We love them so much and have enjoyed teaching them how to play, to embrace their own talents and creativity, and have loved being able to witness their understanding of the world expand. They now know that God is love. We got to help them conquer many firsts: making friends, learning to read, tie their shoes, ride bikes, learn to swim, and how not to give up right away when things don’t go as planned.

In June, we got some unexpected news about their future. They would start transitioning back for reunification. This is much more complicated than it sounds and all I can say is that this made the rest of the year exponentially more difficult for everyone involved.

It has been a wonderful year that our lives have intertwined with theirs and soon, the plan is for their reunification. We will miss them and always love them.

The not-so-side plot… 

As I alluded to vaguely last year, we’ve had some rough years with my brother Nick. Looking back now, I see clearly that the end of 2016 was the start of what I now know to be the prodromal stage of schizophrenia. At the time, I thought perhaps it was just bipolar. Yeah, you know you’ve been around the block a few times when you say things like JUST bipolar. It was during that tumultuous time in 2016/2017 that he made lots of bad choices during his senior year of high school, and one particular set of decisions that would have ramifications for years to come. At the end of 2018, we learned that charges were being filed. So 2019 was a matter of waiting for sentencing.

# [Task]
According to the text excerpt, when did the writer learn that charges were being filed? The entries that come next are from a different source than the text excerpt.

Referring expression pointing data:
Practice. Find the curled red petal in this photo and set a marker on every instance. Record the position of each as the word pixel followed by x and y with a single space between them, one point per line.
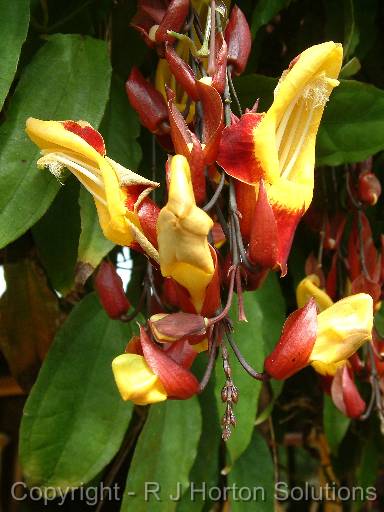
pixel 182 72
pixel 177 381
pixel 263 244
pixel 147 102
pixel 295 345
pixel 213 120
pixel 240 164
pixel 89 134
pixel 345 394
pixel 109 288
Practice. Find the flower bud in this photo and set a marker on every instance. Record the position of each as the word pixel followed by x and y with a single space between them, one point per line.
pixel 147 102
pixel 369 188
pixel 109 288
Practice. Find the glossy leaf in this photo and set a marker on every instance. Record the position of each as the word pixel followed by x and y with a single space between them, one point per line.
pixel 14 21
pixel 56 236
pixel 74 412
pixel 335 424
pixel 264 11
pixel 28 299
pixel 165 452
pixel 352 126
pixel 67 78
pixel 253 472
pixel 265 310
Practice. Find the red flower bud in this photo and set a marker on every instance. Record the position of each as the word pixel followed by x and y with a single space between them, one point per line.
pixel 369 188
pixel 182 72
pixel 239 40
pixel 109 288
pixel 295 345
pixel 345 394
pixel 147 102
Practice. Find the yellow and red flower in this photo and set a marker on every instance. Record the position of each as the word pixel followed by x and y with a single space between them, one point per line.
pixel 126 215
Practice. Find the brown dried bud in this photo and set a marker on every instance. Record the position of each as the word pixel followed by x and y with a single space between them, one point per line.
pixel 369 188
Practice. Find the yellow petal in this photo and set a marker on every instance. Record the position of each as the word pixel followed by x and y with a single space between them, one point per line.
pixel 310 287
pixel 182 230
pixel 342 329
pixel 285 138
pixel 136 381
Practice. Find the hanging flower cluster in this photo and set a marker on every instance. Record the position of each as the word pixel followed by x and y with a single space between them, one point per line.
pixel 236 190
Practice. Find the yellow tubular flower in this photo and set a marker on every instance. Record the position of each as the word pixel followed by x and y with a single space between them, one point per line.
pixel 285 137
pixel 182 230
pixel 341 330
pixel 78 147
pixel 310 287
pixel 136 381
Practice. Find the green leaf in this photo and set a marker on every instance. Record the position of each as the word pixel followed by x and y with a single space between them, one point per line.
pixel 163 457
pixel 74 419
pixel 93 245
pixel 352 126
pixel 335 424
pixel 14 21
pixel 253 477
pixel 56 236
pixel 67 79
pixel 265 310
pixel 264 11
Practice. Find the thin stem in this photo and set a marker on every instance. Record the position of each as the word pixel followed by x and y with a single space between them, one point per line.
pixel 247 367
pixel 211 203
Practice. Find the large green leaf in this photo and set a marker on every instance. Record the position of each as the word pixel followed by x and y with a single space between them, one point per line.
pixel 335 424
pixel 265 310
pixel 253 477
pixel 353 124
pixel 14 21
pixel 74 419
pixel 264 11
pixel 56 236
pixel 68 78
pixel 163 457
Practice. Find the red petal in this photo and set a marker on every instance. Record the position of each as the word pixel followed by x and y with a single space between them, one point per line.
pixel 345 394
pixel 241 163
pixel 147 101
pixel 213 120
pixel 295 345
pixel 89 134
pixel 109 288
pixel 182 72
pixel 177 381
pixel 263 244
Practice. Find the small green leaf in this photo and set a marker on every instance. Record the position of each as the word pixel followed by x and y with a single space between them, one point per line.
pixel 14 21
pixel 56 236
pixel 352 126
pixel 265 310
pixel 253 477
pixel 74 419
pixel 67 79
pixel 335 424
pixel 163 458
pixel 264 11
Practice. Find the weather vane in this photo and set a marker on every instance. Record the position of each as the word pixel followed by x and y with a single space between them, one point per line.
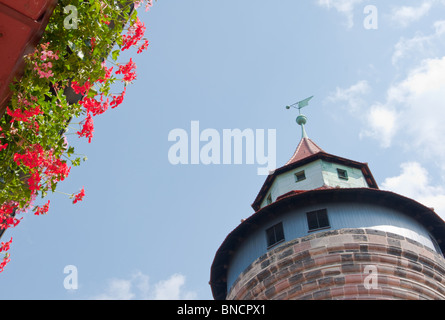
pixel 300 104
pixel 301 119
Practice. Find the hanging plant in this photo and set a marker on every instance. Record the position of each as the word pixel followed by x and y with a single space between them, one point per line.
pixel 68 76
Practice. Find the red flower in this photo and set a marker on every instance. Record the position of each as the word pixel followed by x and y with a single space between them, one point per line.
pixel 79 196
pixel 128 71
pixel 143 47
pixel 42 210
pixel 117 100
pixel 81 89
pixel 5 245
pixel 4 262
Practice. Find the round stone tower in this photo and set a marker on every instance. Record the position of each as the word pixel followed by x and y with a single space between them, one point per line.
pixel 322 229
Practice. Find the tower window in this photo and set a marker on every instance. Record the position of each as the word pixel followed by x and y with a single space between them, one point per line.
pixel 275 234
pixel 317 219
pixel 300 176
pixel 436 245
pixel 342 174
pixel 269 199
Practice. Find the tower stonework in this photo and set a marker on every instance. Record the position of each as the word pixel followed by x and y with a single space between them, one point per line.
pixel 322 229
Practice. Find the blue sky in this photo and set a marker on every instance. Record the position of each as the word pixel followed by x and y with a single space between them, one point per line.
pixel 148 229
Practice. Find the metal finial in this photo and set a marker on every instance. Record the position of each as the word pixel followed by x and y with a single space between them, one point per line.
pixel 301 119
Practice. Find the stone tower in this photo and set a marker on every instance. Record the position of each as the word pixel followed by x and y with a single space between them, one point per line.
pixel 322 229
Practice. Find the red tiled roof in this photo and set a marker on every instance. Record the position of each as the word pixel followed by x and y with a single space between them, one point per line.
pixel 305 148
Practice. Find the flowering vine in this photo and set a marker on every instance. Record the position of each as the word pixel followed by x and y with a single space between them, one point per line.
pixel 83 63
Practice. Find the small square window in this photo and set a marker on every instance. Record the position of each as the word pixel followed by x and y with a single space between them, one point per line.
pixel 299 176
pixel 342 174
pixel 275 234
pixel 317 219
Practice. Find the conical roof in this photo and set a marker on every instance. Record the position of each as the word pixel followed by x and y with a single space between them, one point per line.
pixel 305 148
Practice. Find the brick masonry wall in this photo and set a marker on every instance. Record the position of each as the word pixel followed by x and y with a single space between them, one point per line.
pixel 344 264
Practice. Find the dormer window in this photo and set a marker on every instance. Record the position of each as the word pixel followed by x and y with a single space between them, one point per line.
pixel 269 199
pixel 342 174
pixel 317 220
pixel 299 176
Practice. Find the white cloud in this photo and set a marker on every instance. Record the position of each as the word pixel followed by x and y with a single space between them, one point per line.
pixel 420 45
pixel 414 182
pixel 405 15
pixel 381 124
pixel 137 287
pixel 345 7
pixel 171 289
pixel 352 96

* * *

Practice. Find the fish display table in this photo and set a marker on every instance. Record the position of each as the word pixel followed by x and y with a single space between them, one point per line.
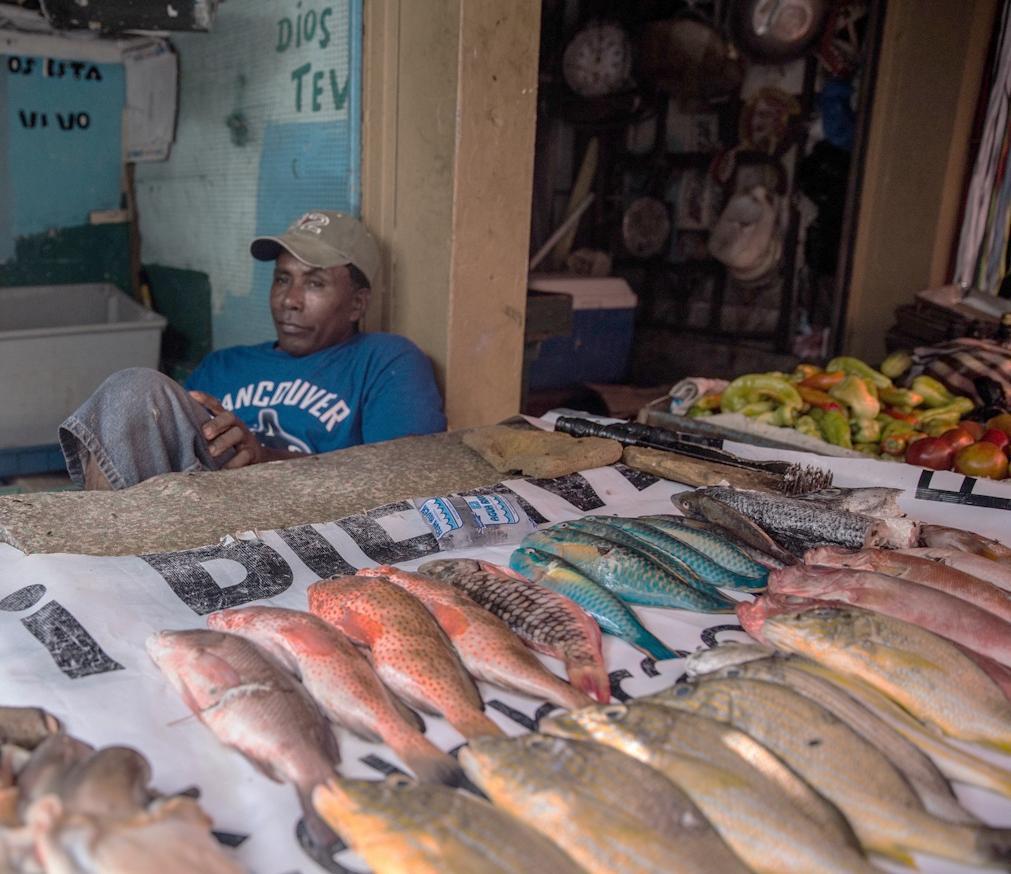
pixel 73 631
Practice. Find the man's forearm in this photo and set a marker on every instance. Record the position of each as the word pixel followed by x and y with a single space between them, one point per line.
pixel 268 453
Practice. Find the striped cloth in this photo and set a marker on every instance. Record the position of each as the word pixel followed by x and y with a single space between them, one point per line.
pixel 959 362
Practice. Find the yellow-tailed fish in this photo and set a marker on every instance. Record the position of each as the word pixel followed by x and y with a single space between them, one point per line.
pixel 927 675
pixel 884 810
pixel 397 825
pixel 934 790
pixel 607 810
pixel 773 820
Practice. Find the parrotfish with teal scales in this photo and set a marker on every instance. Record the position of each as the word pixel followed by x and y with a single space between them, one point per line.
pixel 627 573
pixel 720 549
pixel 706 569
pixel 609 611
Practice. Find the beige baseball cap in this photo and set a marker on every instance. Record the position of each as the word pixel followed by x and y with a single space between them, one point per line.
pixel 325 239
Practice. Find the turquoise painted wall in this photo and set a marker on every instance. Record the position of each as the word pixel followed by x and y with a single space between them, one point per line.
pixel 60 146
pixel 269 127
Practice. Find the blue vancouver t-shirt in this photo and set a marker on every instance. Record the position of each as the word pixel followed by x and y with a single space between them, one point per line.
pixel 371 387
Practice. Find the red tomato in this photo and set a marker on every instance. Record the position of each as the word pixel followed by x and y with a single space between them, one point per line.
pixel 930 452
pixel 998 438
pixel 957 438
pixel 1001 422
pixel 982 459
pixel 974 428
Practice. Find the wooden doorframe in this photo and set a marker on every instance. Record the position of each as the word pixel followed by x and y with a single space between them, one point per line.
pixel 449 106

---

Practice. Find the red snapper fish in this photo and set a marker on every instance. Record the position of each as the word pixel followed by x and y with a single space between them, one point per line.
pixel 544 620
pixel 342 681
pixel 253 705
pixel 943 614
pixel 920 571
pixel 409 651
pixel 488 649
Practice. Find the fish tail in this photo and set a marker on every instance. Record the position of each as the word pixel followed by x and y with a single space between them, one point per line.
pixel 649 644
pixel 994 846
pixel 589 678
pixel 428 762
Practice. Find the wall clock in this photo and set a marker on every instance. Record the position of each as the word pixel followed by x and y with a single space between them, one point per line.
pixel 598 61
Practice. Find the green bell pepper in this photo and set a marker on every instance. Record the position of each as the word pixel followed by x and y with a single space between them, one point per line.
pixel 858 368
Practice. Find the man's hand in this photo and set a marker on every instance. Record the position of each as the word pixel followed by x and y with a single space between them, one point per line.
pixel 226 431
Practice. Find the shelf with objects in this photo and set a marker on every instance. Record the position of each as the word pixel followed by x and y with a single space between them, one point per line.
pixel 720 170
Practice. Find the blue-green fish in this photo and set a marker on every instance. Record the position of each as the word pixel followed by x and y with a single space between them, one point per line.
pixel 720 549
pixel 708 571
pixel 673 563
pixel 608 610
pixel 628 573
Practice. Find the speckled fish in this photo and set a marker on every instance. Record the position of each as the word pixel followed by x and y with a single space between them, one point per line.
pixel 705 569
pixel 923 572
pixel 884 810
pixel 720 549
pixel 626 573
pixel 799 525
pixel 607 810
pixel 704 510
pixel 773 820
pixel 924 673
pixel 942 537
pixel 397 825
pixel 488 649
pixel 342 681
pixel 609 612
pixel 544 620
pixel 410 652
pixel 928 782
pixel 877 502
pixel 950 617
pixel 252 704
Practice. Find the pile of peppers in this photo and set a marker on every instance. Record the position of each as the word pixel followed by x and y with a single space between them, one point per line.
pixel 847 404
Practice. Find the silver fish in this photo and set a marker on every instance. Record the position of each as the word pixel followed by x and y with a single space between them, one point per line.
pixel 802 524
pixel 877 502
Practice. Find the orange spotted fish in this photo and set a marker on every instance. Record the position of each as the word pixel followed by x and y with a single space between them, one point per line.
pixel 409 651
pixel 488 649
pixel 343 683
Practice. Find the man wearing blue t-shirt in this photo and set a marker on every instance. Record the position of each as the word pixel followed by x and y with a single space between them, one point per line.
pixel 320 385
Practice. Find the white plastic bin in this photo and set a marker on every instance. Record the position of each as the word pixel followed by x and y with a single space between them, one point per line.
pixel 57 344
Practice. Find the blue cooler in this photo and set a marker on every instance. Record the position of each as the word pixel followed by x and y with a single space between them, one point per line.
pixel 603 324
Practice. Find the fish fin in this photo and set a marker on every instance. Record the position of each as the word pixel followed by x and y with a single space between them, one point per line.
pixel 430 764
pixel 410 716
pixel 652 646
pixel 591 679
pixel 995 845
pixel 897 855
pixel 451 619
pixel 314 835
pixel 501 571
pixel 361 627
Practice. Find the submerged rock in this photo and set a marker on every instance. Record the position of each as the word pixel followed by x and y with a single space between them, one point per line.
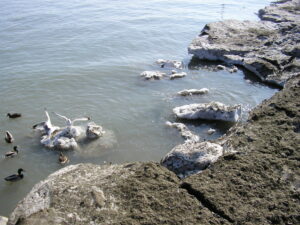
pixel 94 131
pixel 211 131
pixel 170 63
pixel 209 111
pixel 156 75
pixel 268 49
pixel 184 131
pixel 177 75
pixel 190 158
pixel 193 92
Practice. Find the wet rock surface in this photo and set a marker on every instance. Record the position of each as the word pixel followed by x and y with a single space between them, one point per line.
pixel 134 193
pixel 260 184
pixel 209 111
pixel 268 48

# [Your response]
At the end of 2018.